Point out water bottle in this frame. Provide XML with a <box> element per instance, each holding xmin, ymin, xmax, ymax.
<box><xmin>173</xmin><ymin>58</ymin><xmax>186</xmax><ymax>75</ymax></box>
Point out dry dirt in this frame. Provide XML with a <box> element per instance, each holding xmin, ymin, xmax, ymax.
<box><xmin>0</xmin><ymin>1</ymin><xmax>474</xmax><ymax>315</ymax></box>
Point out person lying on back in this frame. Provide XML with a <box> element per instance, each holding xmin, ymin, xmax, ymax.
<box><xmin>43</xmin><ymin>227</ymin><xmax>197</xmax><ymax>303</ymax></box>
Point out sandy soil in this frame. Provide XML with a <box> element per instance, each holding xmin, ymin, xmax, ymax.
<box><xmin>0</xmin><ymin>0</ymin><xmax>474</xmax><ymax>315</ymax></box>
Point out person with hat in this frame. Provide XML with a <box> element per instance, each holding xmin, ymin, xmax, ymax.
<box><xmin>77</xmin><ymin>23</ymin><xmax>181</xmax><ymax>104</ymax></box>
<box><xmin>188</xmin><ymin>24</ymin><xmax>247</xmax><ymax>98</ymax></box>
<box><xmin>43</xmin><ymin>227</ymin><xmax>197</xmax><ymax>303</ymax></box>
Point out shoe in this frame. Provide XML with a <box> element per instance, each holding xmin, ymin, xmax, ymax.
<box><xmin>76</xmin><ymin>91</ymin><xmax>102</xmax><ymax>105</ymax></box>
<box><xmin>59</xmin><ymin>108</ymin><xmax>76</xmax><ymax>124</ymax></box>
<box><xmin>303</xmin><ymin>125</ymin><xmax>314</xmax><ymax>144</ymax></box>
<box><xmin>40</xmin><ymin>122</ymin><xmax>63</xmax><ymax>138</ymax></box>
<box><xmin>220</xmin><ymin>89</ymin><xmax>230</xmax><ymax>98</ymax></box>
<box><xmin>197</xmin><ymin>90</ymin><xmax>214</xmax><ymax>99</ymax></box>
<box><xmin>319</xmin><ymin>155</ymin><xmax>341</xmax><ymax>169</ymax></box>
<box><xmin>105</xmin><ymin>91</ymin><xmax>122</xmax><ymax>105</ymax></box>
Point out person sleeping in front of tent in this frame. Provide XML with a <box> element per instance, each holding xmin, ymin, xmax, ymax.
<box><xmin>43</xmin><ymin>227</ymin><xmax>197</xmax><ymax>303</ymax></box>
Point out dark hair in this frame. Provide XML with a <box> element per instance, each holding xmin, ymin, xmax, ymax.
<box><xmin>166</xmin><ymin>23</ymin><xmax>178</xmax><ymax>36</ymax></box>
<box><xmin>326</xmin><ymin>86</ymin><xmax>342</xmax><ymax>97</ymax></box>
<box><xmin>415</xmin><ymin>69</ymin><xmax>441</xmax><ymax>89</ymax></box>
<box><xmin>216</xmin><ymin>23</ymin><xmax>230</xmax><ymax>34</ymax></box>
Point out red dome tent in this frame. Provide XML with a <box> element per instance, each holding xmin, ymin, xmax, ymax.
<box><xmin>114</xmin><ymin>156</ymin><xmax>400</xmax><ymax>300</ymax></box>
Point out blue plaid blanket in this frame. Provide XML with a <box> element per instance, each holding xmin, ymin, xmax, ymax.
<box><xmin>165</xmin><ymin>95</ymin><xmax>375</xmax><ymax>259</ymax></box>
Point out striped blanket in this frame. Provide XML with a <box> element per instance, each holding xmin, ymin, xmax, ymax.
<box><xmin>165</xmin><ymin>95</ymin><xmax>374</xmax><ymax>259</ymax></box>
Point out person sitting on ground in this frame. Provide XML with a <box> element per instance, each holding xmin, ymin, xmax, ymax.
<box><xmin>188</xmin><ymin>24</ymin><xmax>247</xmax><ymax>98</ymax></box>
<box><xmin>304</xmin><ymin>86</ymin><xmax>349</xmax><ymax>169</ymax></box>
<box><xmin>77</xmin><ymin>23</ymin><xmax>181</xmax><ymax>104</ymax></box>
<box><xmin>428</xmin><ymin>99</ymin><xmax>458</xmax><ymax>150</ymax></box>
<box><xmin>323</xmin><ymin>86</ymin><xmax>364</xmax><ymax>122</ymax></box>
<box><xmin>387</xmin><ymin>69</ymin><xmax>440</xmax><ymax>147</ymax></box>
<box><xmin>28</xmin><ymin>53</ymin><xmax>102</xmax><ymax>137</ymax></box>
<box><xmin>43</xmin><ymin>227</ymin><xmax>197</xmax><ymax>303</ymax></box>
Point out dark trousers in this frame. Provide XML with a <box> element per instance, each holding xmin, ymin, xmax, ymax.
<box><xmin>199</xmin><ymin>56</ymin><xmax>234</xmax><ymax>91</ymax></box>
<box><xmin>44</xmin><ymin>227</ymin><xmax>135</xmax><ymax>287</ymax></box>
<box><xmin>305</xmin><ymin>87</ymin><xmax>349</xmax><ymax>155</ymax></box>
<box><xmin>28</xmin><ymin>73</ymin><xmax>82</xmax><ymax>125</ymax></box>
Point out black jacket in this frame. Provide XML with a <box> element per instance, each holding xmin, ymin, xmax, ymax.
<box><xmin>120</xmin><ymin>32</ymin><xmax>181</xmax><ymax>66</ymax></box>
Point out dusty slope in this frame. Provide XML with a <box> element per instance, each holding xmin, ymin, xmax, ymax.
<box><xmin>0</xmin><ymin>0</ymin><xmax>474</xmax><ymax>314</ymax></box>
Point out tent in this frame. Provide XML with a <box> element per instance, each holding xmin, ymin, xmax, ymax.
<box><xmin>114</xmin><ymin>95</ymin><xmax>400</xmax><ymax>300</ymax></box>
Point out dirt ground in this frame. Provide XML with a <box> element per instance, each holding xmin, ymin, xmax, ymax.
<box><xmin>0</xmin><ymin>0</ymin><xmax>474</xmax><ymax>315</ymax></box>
_ _ _ _ _ _ _
From the data above, pull out every line that contains the string "person". Case matters.

→ **Result**
Point out person lying on back in this frame. Provide XML with a <box> element per instance, each holding xmin, ymin, xmax, ymax.
Point out person with hat in this frame. Provide XML with a <box> element per instance, each holding xmin, ymin, xmax, ymax.
Point out person sleeping in front of tent in this frame. Provide XML with a <box> element per instance, each holding xmin, ymin, xmax, ymax.
Point out person sitting on ground in this frame. Provide XML with a <box> element per instance, each holding xmin, ymin, xmax, ymax.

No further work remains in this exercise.